В главе «Тематическая композиция» Баевский от комментария снова возвращается к вопросам поэтики, связанным с поэтическим словом. На этот раз он рассматривает «природу и функции тематических повторов» (с. 85). Главка небольшая, да и переклички словесных тем могут иному читателю показаться лишь украшением стиха, сравнительно с важностью взаимоотношений героев и чертами их характера. А между тем автор книги, прослеживающий одиночные повторы и параллельное повторение тем, основывает на них единство и жизнеподобие романа, его связность и цельнооформленность. Тематический повтор, по Баевскому, - один из основных механизмов так называемой «возвратности», которая заставляет «снова и снова обращаться мыслью к предшествующим фрагментам текста, помогая удерживать в сознании его целостный образ» (с. 92). Несколько страниц главы посвящены, далее, психологическим основам тематических повторов у Пушкина. Как и в других случаях, автор строит свои выводы на глубоком знании предмета, в данном случае - психологии творчества. В ряду других наблюдений он, в частности, отмечает, что «тематические повторы часто возникают в однородных ритмико-синтаксических условиях» (с. 96).

Подводя итоги по содержанию главы «Тематическая композиция», нельзя не согласиться с автором, утверждающим, что «у истоков осознания русской литературой всеобщего единства жизни, повторяемости, переплетения, связи событий стоит «Евгений Онегин» (с. 94).

Последние две главы посвящены образам пространства и времени в «Евгении Онегине». Обе вместе они занимают более трети книги, но львиная доля принадлежит времени. В начале главы о пространстве В.С. Баевский формулирует методологические основания для изучения обеих категорий. Они настолько существенны, что стоит выписать их почти полностью:

«1. Имеет значение вся система временных и пространственных сигналов в совокупности и смысл каждого из них в данной системе.

2. <...> Необходимо противостоять соблазнам хронологического и географического (топографического) натурализма.

3. Коннотативные значения временных и пространственных знаков по меньшей мере равноправны с их денотативными значениями.

4. Имеют значение отношения временных и пространственных знаков между собой, их отношения с системой персонажей, фабулой и другими структурными факторами текста» (с. 98).

ЗАДАНИЕ: Почему в отрывке о книге В.С. Баевского методологические основания для изучения пространства и времени выписаны почти полностью? Ответьте одним предложением.

ВХОДНЫЕ ДАННЫЕ:
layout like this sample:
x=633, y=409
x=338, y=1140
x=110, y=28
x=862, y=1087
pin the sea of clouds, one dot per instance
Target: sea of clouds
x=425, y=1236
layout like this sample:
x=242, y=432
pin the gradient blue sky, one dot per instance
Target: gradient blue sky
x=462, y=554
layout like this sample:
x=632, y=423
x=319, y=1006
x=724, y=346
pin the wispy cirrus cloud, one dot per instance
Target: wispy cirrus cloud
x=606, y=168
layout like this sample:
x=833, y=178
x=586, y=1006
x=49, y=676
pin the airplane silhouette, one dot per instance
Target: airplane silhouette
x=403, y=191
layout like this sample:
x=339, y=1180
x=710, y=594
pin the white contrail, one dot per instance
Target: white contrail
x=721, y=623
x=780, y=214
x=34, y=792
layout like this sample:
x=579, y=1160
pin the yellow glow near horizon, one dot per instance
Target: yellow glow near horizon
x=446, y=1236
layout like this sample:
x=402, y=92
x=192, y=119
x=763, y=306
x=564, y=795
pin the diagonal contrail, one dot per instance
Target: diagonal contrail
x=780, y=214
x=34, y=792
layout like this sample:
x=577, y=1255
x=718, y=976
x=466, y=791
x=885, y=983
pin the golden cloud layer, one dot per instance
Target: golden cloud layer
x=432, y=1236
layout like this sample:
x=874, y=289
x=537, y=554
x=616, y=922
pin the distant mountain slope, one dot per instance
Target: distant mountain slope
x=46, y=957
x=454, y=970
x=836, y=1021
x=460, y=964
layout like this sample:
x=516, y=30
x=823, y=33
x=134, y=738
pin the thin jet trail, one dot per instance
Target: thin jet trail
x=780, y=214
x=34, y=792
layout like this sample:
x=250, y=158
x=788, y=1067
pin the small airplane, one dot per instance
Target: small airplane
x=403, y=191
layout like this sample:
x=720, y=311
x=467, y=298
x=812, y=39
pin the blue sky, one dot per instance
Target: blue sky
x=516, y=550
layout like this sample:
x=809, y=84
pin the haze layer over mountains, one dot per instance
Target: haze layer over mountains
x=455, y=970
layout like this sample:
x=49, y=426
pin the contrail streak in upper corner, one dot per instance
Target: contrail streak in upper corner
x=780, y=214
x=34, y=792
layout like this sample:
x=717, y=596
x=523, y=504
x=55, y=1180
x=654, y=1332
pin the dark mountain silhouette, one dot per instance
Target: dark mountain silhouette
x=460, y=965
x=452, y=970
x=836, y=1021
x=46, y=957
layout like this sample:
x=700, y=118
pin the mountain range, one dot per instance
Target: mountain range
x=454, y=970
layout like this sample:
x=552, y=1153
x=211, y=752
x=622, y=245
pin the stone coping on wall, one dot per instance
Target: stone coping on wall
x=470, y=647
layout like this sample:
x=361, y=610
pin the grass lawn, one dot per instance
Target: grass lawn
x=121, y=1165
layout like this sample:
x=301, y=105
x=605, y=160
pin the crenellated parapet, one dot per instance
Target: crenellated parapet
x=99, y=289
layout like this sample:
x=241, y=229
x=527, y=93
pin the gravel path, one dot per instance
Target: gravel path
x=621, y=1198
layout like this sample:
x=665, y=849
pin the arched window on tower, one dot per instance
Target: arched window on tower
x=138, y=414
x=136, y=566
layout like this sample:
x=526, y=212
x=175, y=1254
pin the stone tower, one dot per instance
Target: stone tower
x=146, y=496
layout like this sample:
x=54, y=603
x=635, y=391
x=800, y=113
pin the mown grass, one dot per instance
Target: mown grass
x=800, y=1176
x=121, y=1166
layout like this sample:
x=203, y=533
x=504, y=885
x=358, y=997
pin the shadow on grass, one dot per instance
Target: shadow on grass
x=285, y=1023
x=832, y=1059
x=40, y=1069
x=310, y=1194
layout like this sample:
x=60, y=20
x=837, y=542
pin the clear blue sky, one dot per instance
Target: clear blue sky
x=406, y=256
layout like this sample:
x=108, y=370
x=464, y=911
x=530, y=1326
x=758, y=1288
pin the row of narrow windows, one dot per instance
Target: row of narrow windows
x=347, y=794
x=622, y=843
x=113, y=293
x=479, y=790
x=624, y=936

РЕШЕНИЕ: Эти основания, по оценке автора отрывка, настолько существенны, что их стоит привести почти целиком.